| Problem to solve |
Make an exact copy of the entries below.

| Entries supplied |
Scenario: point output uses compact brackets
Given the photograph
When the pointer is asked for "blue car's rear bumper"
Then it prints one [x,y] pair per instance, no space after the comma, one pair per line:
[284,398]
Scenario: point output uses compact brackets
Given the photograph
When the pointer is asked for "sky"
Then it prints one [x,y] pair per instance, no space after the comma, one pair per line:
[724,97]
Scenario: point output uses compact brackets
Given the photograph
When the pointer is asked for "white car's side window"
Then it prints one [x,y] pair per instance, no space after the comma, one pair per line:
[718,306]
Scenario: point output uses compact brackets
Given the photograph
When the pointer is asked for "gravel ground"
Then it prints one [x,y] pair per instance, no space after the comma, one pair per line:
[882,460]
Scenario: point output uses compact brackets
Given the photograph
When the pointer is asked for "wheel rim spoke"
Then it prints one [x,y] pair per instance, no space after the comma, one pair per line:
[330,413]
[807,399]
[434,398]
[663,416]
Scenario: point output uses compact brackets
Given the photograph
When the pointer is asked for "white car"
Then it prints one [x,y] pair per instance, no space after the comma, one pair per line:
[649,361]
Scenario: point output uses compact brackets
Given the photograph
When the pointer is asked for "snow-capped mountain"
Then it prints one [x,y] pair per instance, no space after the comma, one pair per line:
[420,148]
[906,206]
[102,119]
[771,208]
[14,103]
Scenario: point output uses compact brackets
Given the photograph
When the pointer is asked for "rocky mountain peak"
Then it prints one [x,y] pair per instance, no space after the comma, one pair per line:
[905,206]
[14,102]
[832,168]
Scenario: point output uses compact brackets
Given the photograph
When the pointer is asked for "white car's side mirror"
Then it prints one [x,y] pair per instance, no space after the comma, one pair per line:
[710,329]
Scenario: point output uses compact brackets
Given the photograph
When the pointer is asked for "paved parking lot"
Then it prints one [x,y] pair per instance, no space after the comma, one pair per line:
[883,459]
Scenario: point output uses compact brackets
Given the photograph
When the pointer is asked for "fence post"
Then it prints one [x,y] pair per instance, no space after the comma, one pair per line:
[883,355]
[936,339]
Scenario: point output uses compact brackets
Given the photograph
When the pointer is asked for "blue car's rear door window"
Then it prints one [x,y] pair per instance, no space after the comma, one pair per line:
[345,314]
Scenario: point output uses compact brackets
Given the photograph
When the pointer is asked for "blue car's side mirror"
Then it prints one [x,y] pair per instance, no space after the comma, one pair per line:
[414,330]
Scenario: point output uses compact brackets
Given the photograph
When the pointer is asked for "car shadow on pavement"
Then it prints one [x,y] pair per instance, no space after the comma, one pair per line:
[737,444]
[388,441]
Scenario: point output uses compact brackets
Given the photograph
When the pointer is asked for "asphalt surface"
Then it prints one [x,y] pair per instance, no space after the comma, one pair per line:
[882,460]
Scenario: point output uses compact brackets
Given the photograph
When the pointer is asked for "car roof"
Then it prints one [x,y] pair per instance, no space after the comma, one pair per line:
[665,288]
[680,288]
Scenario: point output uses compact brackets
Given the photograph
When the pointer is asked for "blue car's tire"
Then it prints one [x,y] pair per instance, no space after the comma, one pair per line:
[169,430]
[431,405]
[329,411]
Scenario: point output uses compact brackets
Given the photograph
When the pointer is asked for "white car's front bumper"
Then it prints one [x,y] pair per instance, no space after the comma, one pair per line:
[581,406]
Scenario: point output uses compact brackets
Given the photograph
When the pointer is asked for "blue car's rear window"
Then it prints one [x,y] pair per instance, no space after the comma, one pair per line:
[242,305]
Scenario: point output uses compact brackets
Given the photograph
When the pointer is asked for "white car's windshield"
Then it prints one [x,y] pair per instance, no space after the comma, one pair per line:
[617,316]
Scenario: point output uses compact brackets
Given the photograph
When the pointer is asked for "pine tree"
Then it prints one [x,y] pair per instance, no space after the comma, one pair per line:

| Reply to the exercise |
Scenario: point output uses compact brackets
Given the photograph
When the pointer is asked for "blue car's rear bumper"
Then it prints one [x,y] pair per instance, no space after the comma, one pair per line:
[284,398]
Scenario: point output uses compact brackets
Given the photograph
When the pointer is asked for "sky"
Then it prints one [x,y] pair per instance, no space after the comma, one pair per line:
[724,97]
Scenario: point output uses compact brackets
Given the photograph
When the pointer is asked for "white car's side window"
Then it prints one [x,y] pair per instance, no space after the comma, one pair per line:
[718,306]
Scenario: point output uses compact brackets
Given the photograph
When the pointer is asked for "gravel ground"
Then it prints one [x,y] pair per instance, no space after the comma, one pair per line:
[882,460]
Scenario: point output uses compact brackets
Given the photograph
When the pointer is asked for "wheel rim spoke"
Then it prints one [x,y] pair per instance, no space after the comma, one pair per line:
[330,413]
[807,399]
[434,398]
[663,416]
Scenario: point output uses compact brackets
Given the photograph
When the pointer is asked for "white car"
Then it prints one [x,y] pair per instance, no space after the comma, one pair per line:
[649,361]
Scenario: point output uses compact brackets
Given the photograph
When the pointer is asked for "snow-capped mountain"
Then it prints one [x,y] pair per instance, no space after the comma, one pair per line:
[420,148]
[906,206]
[102,119]
[771,208]
[14,103]
Scenario: point output uses compact brackets
Given the photograph
When the pointer is asked for "rocky mountain peak"
Then it prints one [x,y] pair per instance, no space after the comma, one pair per line:
[905,206]
[14,102]
[832,168]
Scenario: point output uses compact brackets
Given the photograph
When the pointer is asked for "white car's side mirror"
Then it prints one [x,y] pair per instance, no space after the comma, one pair per line:
[710,329]
Scenario: point output uses compact brackets
Given the photograph
When the pointer is asked for "paved parking lot"
Then it prints one [x,y] pair per instance, no space after the comma, one pair per line:
[883,459]
Scenario: point output uses compact brackets
Given the photograph
When the pointer is asked for "fence post"
Then it prints one [x,y] pair per instance, no space after the comma, one pair per line:
[883,355]
[936,339]
Scenario: point output uses compact brackets
Given the photograph
When the pointer is asked for "blue car's rear door window"
Then it prints one [x,y] pair per instance, no space after the comma, one pair per line:
[345,314]
Scenario: point output uses compact brackets
Given the photograph
When the pointer is asked for "blue car's side mirror"
Then it prints one [x,y] pair per instance, no space after the comma, one pair per line:
[414,330]
Scenario: point output uses compact brackets
Given the photograph
When the pointer is asked for "car shadow on pavement"
Then it prints one [x,y] pair per instance, no space after the comma, one pair per line:
[737,444]
[388,441]
Scenario: point output uses compact brackets
Given the photograph
When the pointer is asked for "asphalt surface"
Then it prints one [x,y] pair per instance, no space after the comma, one pair per line:
[882,460]
Scenario: point output uses compact brackets
Given the photograph
When the pointer is asked for "car roof"
Then it prints one [x,y] pair per instance, no space after the comma, one pair per line:
[665,288]
[680,288]
Scenario: point output uses compact brackets
Given the photograph
When the pointer is asked for "blue car's tire"
Then it prints one [x,y] pair per instance, no space after the comma, one pair per line:
[169,430]
[431,405]
[329,411]
Scenario: point output uses compact brackets
Given the photograph
When the pointer is asked for "white car's front bumper"
Then it prints one [x,y] pair per instance, no space after the comma, one pair per line:
[581,406]
Scenario: point output uses compact brackets
Given the photograph
When the pointer is asked for "blue car's rear window"
Then it prints one [x,y] pair per instance, no space after the comma, one pair per line:
[242,305]
Scenario: point output uses compact brackets
Given the photograph
When the pointer is asked for "white car's windshield"
Then it prints one [x,y] pair per instance, no space after the comma, one pair per line:
[617,316]
Scenario: point output uses compact brackets
Given the photograph
When the pointer is asked for "pine tree"
Then it prints one [x,y] pair per instance, no space after the comma, one pair per line:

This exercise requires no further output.